> _PROBLEM DESCRIPTION_
Reproduce the entire listing below word for word, leaving out the pictures.

> _INFORMATION PROVIDED_
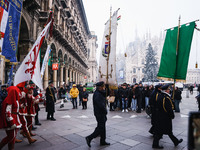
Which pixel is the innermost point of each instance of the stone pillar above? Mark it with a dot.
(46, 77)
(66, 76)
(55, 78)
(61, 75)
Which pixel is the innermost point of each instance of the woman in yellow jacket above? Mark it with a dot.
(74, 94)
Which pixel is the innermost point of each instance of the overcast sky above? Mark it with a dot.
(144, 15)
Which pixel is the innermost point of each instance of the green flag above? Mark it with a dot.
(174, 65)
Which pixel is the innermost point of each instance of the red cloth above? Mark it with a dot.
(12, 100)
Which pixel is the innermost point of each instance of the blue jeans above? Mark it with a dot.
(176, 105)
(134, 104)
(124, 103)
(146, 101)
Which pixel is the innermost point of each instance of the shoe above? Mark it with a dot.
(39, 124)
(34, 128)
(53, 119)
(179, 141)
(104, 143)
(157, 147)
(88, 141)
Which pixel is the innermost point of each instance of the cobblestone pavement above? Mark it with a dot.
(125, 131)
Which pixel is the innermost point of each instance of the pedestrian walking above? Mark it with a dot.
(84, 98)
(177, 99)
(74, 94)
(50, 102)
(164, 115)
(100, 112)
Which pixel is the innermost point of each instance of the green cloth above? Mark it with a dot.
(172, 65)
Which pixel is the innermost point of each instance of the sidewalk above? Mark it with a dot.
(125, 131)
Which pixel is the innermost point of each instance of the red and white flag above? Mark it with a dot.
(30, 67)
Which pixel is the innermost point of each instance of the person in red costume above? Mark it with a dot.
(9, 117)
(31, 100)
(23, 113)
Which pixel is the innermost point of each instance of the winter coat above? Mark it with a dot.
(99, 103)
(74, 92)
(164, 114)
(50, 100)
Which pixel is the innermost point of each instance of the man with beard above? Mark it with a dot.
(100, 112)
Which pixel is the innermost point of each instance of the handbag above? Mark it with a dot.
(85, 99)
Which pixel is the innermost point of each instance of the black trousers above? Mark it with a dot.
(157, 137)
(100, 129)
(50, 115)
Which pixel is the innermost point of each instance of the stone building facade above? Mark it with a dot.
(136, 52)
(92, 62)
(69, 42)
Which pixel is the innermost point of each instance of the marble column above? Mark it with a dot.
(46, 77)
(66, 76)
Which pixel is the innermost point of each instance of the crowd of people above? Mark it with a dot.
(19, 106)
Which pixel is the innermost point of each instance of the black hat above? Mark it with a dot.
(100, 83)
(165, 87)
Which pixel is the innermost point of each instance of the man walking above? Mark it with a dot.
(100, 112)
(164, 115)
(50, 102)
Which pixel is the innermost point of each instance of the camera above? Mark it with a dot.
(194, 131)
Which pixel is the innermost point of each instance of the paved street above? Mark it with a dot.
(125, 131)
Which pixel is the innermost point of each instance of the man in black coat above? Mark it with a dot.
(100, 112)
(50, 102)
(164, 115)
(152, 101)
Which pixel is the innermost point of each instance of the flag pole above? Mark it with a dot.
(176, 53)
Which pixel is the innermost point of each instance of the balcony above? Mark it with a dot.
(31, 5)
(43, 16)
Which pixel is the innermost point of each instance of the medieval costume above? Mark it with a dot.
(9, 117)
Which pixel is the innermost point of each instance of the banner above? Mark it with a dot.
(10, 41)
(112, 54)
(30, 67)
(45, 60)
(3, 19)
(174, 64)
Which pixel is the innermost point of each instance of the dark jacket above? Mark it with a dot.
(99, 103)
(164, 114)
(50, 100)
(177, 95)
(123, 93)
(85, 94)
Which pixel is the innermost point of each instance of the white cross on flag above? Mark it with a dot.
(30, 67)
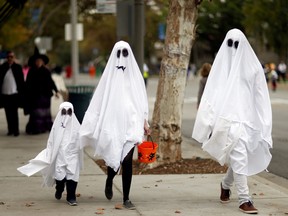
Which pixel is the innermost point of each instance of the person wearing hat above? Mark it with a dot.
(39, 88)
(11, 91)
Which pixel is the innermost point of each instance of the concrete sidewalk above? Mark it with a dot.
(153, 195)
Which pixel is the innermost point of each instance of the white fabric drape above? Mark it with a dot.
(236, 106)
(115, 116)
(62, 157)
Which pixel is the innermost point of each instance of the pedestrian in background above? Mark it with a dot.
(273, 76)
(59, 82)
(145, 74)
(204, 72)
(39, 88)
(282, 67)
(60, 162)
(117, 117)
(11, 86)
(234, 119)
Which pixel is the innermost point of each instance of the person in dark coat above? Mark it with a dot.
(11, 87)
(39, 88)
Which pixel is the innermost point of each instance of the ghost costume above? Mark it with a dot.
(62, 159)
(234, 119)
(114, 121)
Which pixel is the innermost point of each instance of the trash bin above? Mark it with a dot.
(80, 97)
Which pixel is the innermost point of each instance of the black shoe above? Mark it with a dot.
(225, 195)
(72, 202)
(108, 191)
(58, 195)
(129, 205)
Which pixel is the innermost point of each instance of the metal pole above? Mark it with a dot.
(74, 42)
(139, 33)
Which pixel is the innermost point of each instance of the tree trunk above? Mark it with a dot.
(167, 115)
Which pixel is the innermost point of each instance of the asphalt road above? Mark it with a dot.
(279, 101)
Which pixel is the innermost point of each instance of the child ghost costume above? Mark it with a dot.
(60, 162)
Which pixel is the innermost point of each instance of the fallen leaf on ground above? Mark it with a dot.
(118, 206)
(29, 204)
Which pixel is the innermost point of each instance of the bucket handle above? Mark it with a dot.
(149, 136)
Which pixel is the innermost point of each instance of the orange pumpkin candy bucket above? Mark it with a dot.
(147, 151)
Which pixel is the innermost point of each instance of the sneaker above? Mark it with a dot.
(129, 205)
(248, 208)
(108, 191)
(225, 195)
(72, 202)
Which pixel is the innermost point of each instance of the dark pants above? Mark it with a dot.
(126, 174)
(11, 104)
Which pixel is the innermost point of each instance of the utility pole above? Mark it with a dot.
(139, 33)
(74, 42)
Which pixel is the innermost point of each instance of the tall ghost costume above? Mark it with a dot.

> _EXERCISE RESPONSE_
Which pixel is the innermost point of each instance of the stone pillar above? Mark it with a dot.
(46, 77)
(66, 76)
(55, 78)
(61, 75)
Which pixel is the innermost point of each instance of the woman in yellow jacket above? Mark it with a dot.
(74, 94)
Which pixel is the innermost point of each instance of the overcast sky above? Mark it with a dot.
(144, 15)
Which pixel is the innermost point of each instance of the green flag above? Mark it with a dot.
(174, 65)
Which pixel is the innermost point of each instance of the red cloth above? Mark it with a dot.
(12, 100)
Which pixel is the innermost point of each instance of the blue jeans above? Mark it with a dot.
(176, 105)
(134, 104)
(124, 103)
(146, 101)
Which pixel is the innermost point of each instance of the shoe above? Mark it with a dot.
(39, 124)
(34, 128)
(53, 119)
(179, 141)
(104, 143)
(157, 147)
(88, 141)
Which pixel is the innermost point of each instance of the cobblestone pavement above? Mark it with a dot.
(125, 131)
Which pixel is the innermost point of each instance of the pedestrian walking above? Mark it with a dot.
(84, 98)
(177, 99)
(74, 94)
(50, 102)
(164, 115)
(100, 112)
Which pixel is the innermost point of each instance of the green cloth above? Mark it with a dot.
(172, 65)
Which pixel is the innermost point of each instance of the sidewalk above? Mark it with a dot.
(125, 131)
Which pixel is the innermost point of each instance of the red and white flag above? Mark it with a dot.
(30, 67)
Which pixel is the innermost point of each instance of the person in red costume above? Mark it with a dot.
(9, 117)
(31, 100)
(23, 113)
Which pixel is the innermost point of each instance of the winter coat above? Mark it with a dot.
(99, 103)
(74, 92)
(164, 114)
(50, 100)
Which pixel is the innermost point of each instance of the man with beard above? Mark it with a dot.
(100, 112)
Which pixel is the innermost point of each instance of the handbag above? Mark it with a dot.
(85, 99)
Which pixel is the innermost point of each instance of the black trousers above? Mark it with a dot.
(157, 137)
(100, 129)
(50, 115)
Which pixel is the innermost point of each instance of the stone building facade above? Mark it with a dot.
(136, 52)
(92, 62)
(69, 42)
Which pixel is the innermost point of each instance of the marble column above? Mark it with a dot.
(46, 77)
(66, 76)
Which pixel is the innermost point of each instance of the crowd of people above? Mark it with a dot.
(19, 106)
Which pixel is the innermost point of each instance of the black hat above? Mark it with a dot.
(100, 83)
(165, 87)
Which pixel is the innermost point of each instance of the man walking above? Mark it with a dot.
(100, 112)
(164, 115)
(50, 102)
Which pixel is the innermost point of each instance of the camera above? Mark it with a dot.
(194, 131)
Which pixel is the innermost point of each instance of the paved street above? Mark it with a dot.
(125, 131)
Which pixel is the innermost point of each instance of the man in black coat above? Mark it with a dot.
(100, 112)
(50, 102)
(164, 115)
(152, 101)
Which pixel is the innermost point of each instance of the flag pole above? Mark it with a dot.
(176, 53)
Which pixel is the innermost point of each instance of the balcony above? Mark it with a dot.
(31, 5)
(43, 16)
Which pixel is the innermost point of each instance of the medieval costume above? Mark it with a dot.
(9, 117)
Which pixel is the innermost point of each instance of the banner above? Mark it with a dot.
(10, 41)
(112, 54)
(30, 67)
(45, 60)
(3, 19)
(174, 64)
Which pixel is the innermost point of each instance of the dark jacket above? Mark it with a dot.
(99, 103)
(164, 114)
(50, 100)
(177, 95)
(123, 93)
(85, 94)
Which pixel is the innermost point of each instance of the white cross on flag above? Mark it with a dot.
(30, 67)
Which pixel is the innermost point of each instance of the person wearing hat above? Mark it with a dot.
(39, 88)
(11, 91)
Which pixel is the innermost point of each instance of the concrete sidewalk above? Mark it with a dot.
(153, 195)
Which pixel is the innermost point of each instance of the white fabric drape above? Mark it with a dot.
(236, 106)
(115, 116)
(62, 157)
Which pixel is the innermost point of each instance of the pedestrian in background above? Mark it with a dot.
(273, 76)
(59, 82)
(145, 74)
(204, 72)
(39, 88)
(282, 67)
(60, 162)
(117, 117)
(11, 86)
(234, 119)
Which pixel is the innermost point of each instance of the person in dark coat above? Mark it with a dot.
(11, 87)
(39, 88)
Which pixel is the innermost point of each instance of the ghost costume above? Mark it with a dot.
(62, 159)
(234, 119)
(114, 121)
Which pixel is the innermost point of each instance of the trash bin above? Mark it with a dot.
(80, 97)
Which pixel is the innermost point of each instance of the black shoe above? Mark it with a dot.
(225, 195)
(72, 202)
(108, 191)
(58, 195)
(129, 205)
Which pixel is the innermost point of each instance of the metal pole above? Mark it with a dot.
(74, 42)
(139, 33)
Which pixel is the innermost point of each instance of the tree trunk above? Mark it with a dot.
(167, 115)
Which pixel is the innermost point of each instance of the asphalt road above? Mark it with a dot.
(279, 101)
Which pixel is the innermost point of each instance of the child ghost costume above? Mark it with a dot.
(60, 162)
Which pixel is the innermost point of each instance of the fallen leaf on ground above? Mark it with a dot.
(118, 206)
(29, 204)
Which pixel is the innermost point of each instance of the bucket handle above? Mark it with a dot.
(149, 136)
Which pixel is the innermost point of each instance of the orange pumpkin candy bucket above? Mark it with a dot.
(147, 151)
Which pixel is the innermost point of each instance of the sneaker above? Mark it with a dot.
(129, 205)
(248, 208)
(108, 191)
(225, 195)
(72, 202)
Which pixel is the innermost point of each instance of the dark pants above? Mark it with a dot.
(126, 174)
(11, 104)
Which pixel is the innermost point of each instance of the utility pole above? Mark it with a dot.
(139, 33)
(74, 42)
Which pixel is the innermost point of each instance of the tall ghost costume above? Mark it with a dot.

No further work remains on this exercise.